The Resurgence Of The Implied Author


This week, let’s examine the style of Mavis Gallant’s short story, “Voices Lost In Snow.”

Style is the way an author writes a story; it creates the voice that audiences hear when they read. Mavis Gallant certainly has a distinct style, I’d argue that one can identify her writing after a few paragraphs. What is this style?

Numerous wise ones identify several components in style, including: tone, narrator-structure, and the use of creative devices like symbolism, allegory, metaphor, rhyme.

We’ve touched on tone, or the mood of the story. Voices describes possibly sad events—an adult daughter discovering secrets about her parents, particularly about her long-deceased father. It is a story about making sense of loss—loss of childhood, of parents, of a city and way of life. But the tone is not particularly tragic. It is light and humorous. Ironic. The narrator expresses no grief; she states things matter-of-factly—and of course, this often has the greatest emotional impact on the reader.

Mavis Gallant herself said, “Perhaps a writer is, in fact, a child in disguise, with a child’s lucid view of grown-ups, accurate as to atmosphere, improvising when it tries to make sense of adult behavior.”

This quote really captures Voice Lost In Snow. The narrator describes Linnet, who is a kind of spy in the world of her parents, yet unable to make sense of their behavior till years later.

*MATERIAL PROVIDED*.
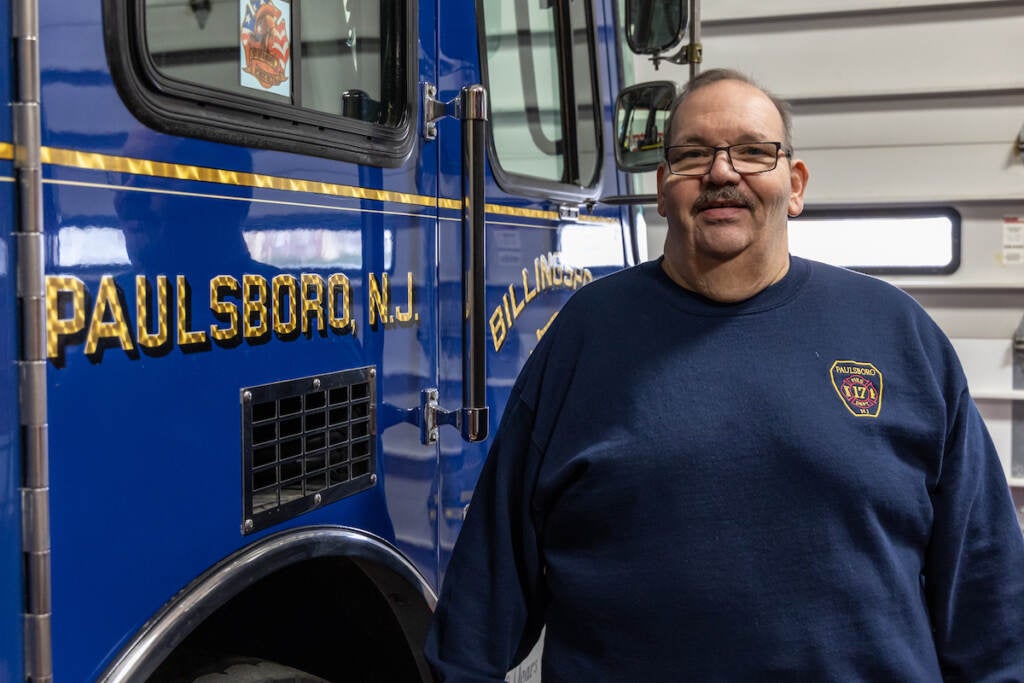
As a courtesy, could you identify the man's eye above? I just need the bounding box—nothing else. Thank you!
[675,150,708,161]
[732,145,771,159]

*JOBS*.
1. According to the passage on Gallant's style, what components of style do numerous wise ones identify?
2. Decide whether each statement agrees with the passage on Gallant's style. Answer yes or no for each and quote the deciding words.
(a) The narrator of the story expresses grief.
(b) In the story, an adult daughter discovers secrets about her parents.
(c) The passage describes the story's tone as tragic.
3. From the passage on Gallant's style, return the stretch starting at "We’ve touched on" and ending at "till years later.", copied word for word.
The listing above is separate material, unrelated to the passage on Gallant's style.

*FULL ANSWERS*.
1. Tone, narrator-structure, and the use of creative devices like symbolism, allegory, metaphor, and rhyme.

2.
(a) No: "The narrator expresses no grief; she states things matter-of-factly"
(b) Yes: "an adult daughter discovering secrets about her parents, particularly about her long-deceased father"
(c) No: "But the tone is not particularly tragic. It is light and humorous."

3.
We’ve touched on tone, or the mood of the story. Voices describes possibly sad events—an adult daughter discovering secrets about her parents, particularly about her long-deceased father. It is a story about making sense of loss—loss of childhood, of parents, of a city and way of life. But the tone is not particularly tragic. It is light and humorous. Ironic. The narrator expresses no grief; she states things matter-of-factly—and of course, this often has the greatest emotional impact on the reader.

Mavis Gallant herself said, “Perhaps a writer is, in fact, a child in disguise, with a child’s lucid view of grown-ups, accurate as to atmosphere, improvising when it tries to make sense of adult behavior.”

This quote really captures Voice Lost In Snow. The narrator describes Linnet, who is a kind of spy in the world of her parents, yet unable to make sense of their behavior till years later.